### Exercise:
Write all of the entries out again exactly, but not the images.

BEGIN Entries provided

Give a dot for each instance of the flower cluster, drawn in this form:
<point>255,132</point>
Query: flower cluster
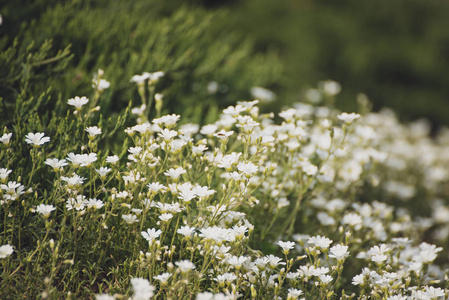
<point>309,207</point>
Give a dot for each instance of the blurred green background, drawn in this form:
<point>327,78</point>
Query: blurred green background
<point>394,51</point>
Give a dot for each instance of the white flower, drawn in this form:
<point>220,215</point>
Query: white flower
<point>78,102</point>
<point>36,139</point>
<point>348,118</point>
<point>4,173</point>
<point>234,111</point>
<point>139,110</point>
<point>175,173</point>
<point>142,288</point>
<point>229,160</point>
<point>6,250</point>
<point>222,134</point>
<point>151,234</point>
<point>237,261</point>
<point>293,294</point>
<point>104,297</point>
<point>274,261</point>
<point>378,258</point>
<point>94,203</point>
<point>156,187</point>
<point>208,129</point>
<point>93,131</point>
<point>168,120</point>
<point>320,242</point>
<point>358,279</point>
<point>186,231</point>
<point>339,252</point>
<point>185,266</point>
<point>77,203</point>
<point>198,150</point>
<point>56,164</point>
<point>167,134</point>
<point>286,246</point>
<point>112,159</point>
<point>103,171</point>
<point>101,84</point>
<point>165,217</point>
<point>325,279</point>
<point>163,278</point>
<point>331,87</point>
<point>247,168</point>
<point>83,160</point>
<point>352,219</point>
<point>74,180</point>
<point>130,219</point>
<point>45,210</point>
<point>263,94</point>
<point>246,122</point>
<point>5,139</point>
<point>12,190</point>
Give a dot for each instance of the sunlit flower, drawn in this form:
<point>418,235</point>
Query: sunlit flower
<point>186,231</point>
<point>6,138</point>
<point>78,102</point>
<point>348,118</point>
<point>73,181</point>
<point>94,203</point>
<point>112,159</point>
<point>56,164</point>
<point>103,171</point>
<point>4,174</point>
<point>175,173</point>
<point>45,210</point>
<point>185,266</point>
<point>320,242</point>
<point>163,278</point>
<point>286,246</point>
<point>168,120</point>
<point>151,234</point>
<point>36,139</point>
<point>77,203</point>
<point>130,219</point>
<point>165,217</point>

END Entries provided

### Response to this task:
Give a dot for each instance of the flower cluster, drawn in this form:
<point>255,132</point>
Query: flower cluster
<point>309,207</point>
Give a dot for each instance of the blurred green background, drawn in this form:
<point>327,78</point>
Query: blurred green background
<point>394,51</point>
Give a dot for each instance of the white flower, drawn in this form:
<point>220,215</point>
Query: white flower
<point>78,102</point>
<point>36,139</point>
<point>348,118</point>
<point>4,173</point>
<point>234,111</point>
<point>139,110</point>
<point>175,173</point>
<point>142,288</point>
<point>229,160</point>
<point>6,250</point>
<point>222,134</point>
<point>151,234</point>
<point>237,261</point>
<point>293,294</point>
<point>104,297</point>
<point>274,261</point>
<point>378,258</point>
<point>94,203</point>
<point>156,187</point>
<point>208,129</point>
<point>93,131</point>
<point>168,120</point>
<point>320,242</point>
<point>358,279</point>
<point>186,231</point>
<point>339,252</point>
<point>185,266</point>
<point>77,203</point>
<point>198,150</point>
<point>56,164</point>
<point>167,134</point>
<point>286,246</point>
<point>112,159</point>
<point>103,171</point>
<point>101,84</point>
<point>165,217</point>
<point>325,279</point>
<point>163,278</point>
<point>331,87</point>
<point>247,168</point>
<point>83,160</point>
<point>352,219</point>
<point>74,180</point>
<point>130,219</point>
<point>45,210</point>
<point>263,94</point>
<point>246,122</point>
<point>5,139</point>
<point>12,190</point>
Give a dot for each instance of the sunlit flower, drawn in this form:
<point>418,235</point>
Query: sunlit flower
<point>186,231</point>
<point>6,138</point>
<point>78,102</point>
<point>348,118</point>
<point>73,181</point>
<point>94,203</point>
<point>112,159</point>
<point>56,164</point>
<point>103,171</point>
<point>4,174</point>
<point>175,173</point>
<point>45,210</point>
<point>185,266</point>
<point>320,242</point>
<point>163,278</point>
<point>286,246</point>
<point>168,120</point>
<point>151,234</point>
<point>36,139</point>
<point>77,203</point>
<point>130,219</point>
<point>165,217</point>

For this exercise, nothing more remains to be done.